> WRITTEN INSTRUCTION
Convert every item below into a two-column CSV with the headers "prompt" and "labels", one row per item. Put each item's text and its answer in a single quoted field with line breaks replaced by spaces, and omit the pictures.

########################################

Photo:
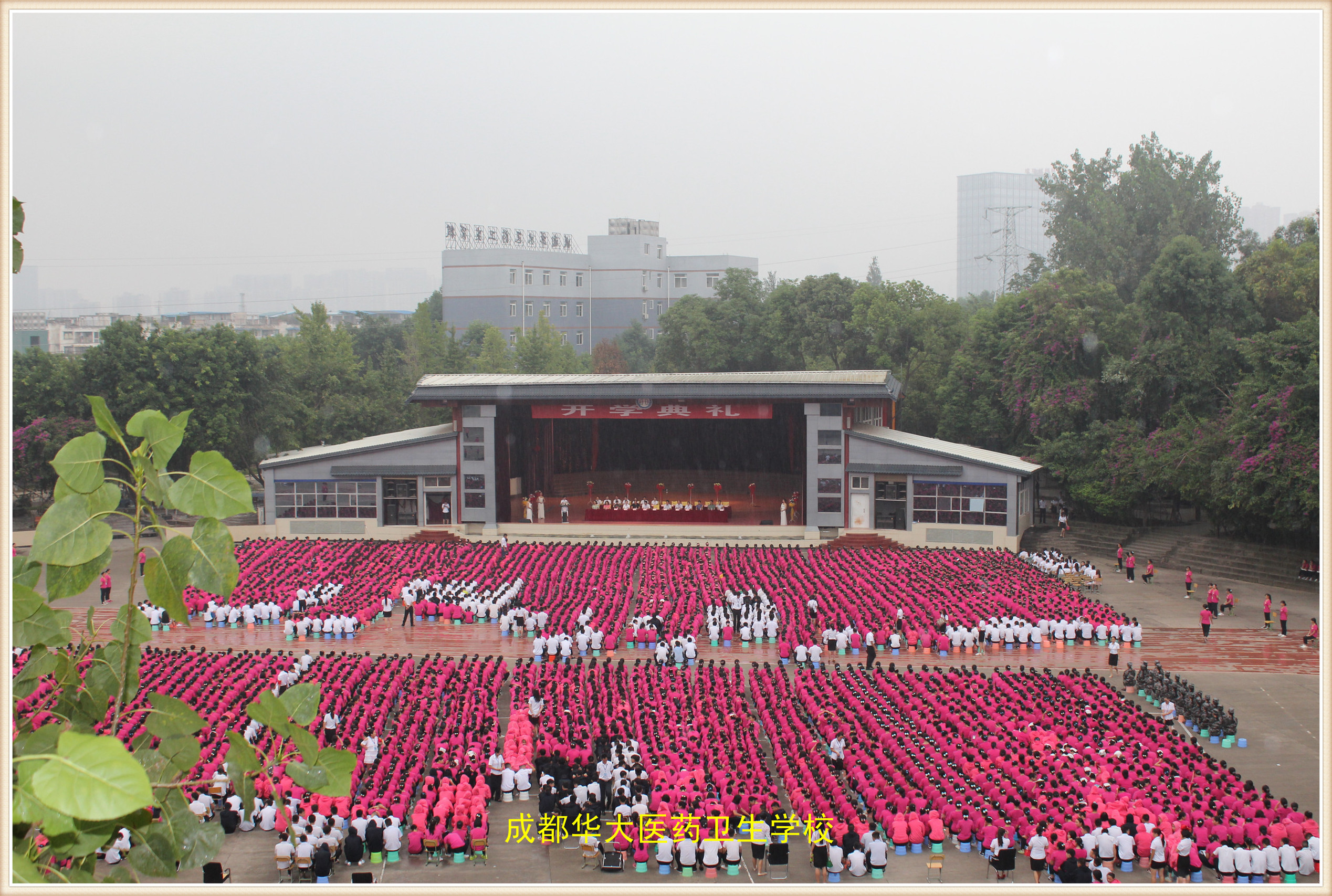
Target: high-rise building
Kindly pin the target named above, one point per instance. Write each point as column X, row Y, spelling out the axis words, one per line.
column 509, row 277
column 1000, row 228
column 1262, row 219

########################################

> WRITTEN SOLUTION
prompt,labels
"Photo: Target: high-rise building Kindly pin the target named above, one point per instance. Write each point as column X, row Y, spelling out the axis words, one per line.","column 509, row 277 column 1000, row 228 column 1262, row 219"